>> Start Entries supplied
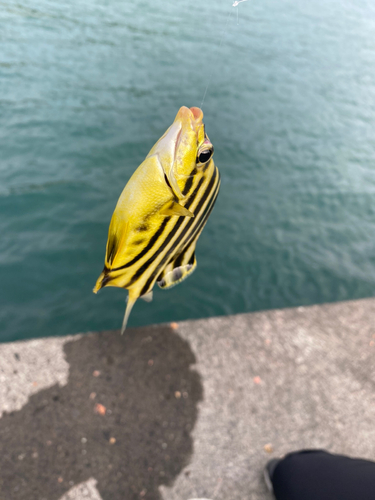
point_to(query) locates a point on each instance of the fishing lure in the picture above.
(161, 212)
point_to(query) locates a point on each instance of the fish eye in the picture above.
(205, 155)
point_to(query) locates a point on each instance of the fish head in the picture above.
(183, 149)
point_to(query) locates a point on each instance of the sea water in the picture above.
(88, 86)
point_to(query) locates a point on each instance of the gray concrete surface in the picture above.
(188, 410)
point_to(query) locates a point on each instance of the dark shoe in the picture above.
(269, 470)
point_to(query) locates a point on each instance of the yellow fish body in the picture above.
(161, 212)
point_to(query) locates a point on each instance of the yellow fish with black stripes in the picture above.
(161, 212)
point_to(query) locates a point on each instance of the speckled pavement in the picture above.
(188, 410)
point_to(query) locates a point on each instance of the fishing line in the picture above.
(235, 4)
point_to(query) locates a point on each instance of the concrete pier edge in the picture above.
(185, 410)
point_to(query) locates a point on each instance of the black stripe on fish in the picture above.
(161, 228)
(188, 185)
(173, 231)
(192, 221)
(179, 261)
(151, 243)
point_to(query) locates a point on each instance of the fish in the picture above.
(161, 212)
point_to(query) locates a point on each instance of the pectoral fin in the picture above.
(180, 268)
(147, 297)
(177, 274)
(173, 208)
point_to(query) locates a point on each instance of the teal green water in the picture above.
(87, 87)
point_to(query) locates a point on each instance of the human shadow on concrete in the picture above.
(144, 383)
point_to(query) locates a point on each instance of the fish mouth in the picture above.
(166, 149)
(190, 116)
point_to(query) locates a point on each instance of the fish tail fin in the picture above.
(129, 306)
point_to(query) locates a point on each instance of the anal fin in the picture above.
(179, 269)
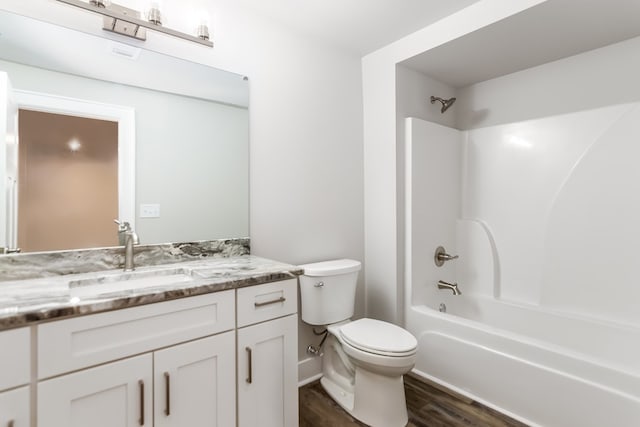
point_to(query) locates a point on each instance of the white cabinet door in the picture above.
(14, 408)
(194, 383)
(267, 374)
(114, 395)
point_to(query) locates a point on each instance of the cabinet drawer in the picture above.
(76, 343)
(14, 408)
(16, 358)
(263, 302)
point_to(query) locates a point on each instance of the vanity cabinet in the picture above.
(190, 383)
(117, 394)
(14, 378)
(267, 355)
(14, 408)
(221, 359)
(183, 385)
(194, 383)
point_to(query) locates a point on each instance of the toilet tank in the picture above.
(328, 291)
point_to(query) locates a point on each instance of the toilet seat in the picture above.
(378, 337)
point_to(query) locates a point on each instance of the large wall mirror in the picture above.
(165, 140)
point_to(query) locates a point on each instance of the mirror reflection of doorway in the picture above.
(68, 182)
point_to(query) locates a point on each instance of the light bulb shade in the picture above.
(100, 3)
(154, 16)
(202, 32)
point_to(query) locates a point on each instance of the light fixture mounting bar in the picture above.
(135, 21)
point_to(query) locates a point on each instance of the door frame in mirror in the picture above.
(124, 116)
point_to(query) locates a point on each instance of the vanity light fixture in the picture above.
(125, 21)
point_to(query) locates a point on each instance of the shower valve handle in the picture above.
(441, 256)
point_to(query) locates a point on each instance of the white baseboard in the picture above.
(309, 370)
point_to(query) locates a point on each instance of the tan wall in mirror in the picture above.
(67, 199)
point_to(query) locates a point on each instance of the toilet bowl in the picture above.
(364, 360)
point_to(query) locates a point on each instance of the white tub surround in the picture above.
(542, 214)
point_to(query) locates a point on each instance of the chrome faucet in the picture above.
(452, 286)
(127, 237)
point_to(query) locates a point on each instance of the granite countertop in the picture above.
(23, 302)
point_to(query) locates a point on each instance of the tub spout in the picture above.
(452, 286)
>> End Entries supplied
*The exercise*: Reproduce the records beginning at the line that contains "point_to(query) locates a point on each instance of the tan" and continuing through the last line of the records. Keep each request line unchanged, and add 60 to every coordinate in the point answers.

*Response below*:
point_to(query) locates a point on each instance of the tan wall in mirror in the picture above.
(127, 259)
point_to(query) locates a point on each instance of the toilet bowl in the picture above.
(424, 420)
point_to(query) locates a point on each instance of the white tub surround in the picture above.
(602, 274)
point_to(query) locates a point on each instance of the chrome faucet in the picture above.
(512, 346)
(187, 297)
point_to(query) locates a point on each instance of the granite countertop in the picture above.
(83, 362)
point_to(query) locates a point on each instance of the tub spout in the picture above.
(512, 346)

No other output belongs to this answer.